+++ 提示文 +++
「陪審員2番」 (VOD)
2024年・アメリカ 114分
製作:マルパソ・プロ=ワーナー・ブラザース
配信:U-NEXT
原題:Juror #2
監督:クリント・イーストウッド
脚本:ジョナサン・エイブラムズ
撮影:イブ・ベランジェ
音楽:マーク・マンシーナ
製作:クリント・イーストウッド、ティム・ムーア、ジェシカ・マイヤー、アダム・グッドマン、マット・スキーナ
ある殺人事件に関する裁判で陪審員をすることになった主人公が、思わぬ形で事件と関わり苦悩する姿を描いた法廷ミステリー。監督は「クライ・マッチョ」のクリント・イーストウッド。主演は「マッドマックス 怒りのデス・ロード」のニコラス・ホルト。共演は「ヘレディタリー 継承」のトニ・コレット、「セッション」のJ・K・シモンズ、「24 TWENTY FOUR」のキーファー・サザーランドなど。2024年12月20日からU-NEXTで独占配信。
(物語)ジャスティン・ケンプ(ニコラス・ホルト)は、雨の夜に車を運転中に何かを轢いてしまうが、車から出て確認しても周囲には何もなかった。その後、ジャスティンは恋人を殺害した容疑で殺人罪に問われた男の裁判で陪審員を務める事になるが、やがて彼は思いがけない形で「事件当事者」となり、被告を有罪にするか無罪放免にするか、深刻なジレンマに陥ることになる。
+++
[設問]:
[A] 提示文によると、この映画はいつから、どの配信サービスで独占配信されますか。
[B] 次の(i)〜(iii)がそれぞれ提示文と合っているかを判断し、決め手となる提示文の語句を正確に引用してください。
(i) 主演はキーファー・サザーランドである。
(ii) 上映時間は114分である。
(iii) ジャスティンは雨の夜に車から降りて確かめ、道に倒れている人を見つけた。
[C] 提示文の一部を書き写してください。「2024年・アメリカ 114分」を含む箇所から始めて「なジレンマに陥ることになる。」の後で止め、一字一句変えないこと。
答えの根拠は提示文だけに求めてください。
+++ 収集資料 +++
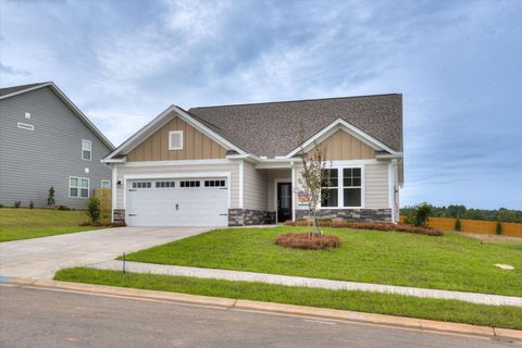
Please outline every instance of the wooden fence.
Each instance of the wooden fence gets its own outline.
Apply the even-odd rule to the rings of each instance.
+++
[解答]:
[A] 2024年12月20日からU-NEXTで独占配信されます。

[B]
(i) いいえ。「主演は「マッドマックス 怒りのデス・ロード」のニコラス・ホルト。」
(ii) はい。「2024年・アメリカ 114分」
(iii) いいえ。「車から出て確認しても周囲には何もなかった」

[C]
2024年・アメリカ 114分
製作:マルパソ・プロ=ワーナー・ブラザース
配信:U-NEXT
原題:Juror #2
監督:クリント・イーストウッド
脚本:ジョナサン・エイブラムズ
撮影:イブ・ベランジェ
音楽:マーク・マンシーナ
製作:クリント・イーストウッド、ティム・ムーア、ジェシカ・マイヤー、アダム・グッドマン、マット・スキーナ
ある殺人事件に関する裁判で陪審員をすることになった主人公が、思わぬ形で事件と関わり苦悩する姿を描いた法廷ミステリー。監督は「クライ・マッチョ」のクリント・イーストウッド。主演は「マッドマックス 怒りのデス・ロード」のニコラス・ホルト。共演は「ヘレディタリー 継承」のトニ・コレット、「セッション」のJ・K・シモンズ、「24 TWENTY FOUR」のキーファー・サザーランドなど。2024年12月20日からU-NEXTで独占配信。
(物語)ジャスティン・ケンプ(ニコラス・ホルト)は、雨の夜に車を運転中に何かを轢いてしまうが、車から出て確認しても周囲には何もなかった。その後、ジャスティンは恋人を殺害した容疑で殺人罪に問われた男の裁判で陪審員を務める事になるが、やがて彼は思いがけない形で「事件当事者」となり、被告を有罪にするか無罪放免にするか、深刻なジレンマに陥ることになる。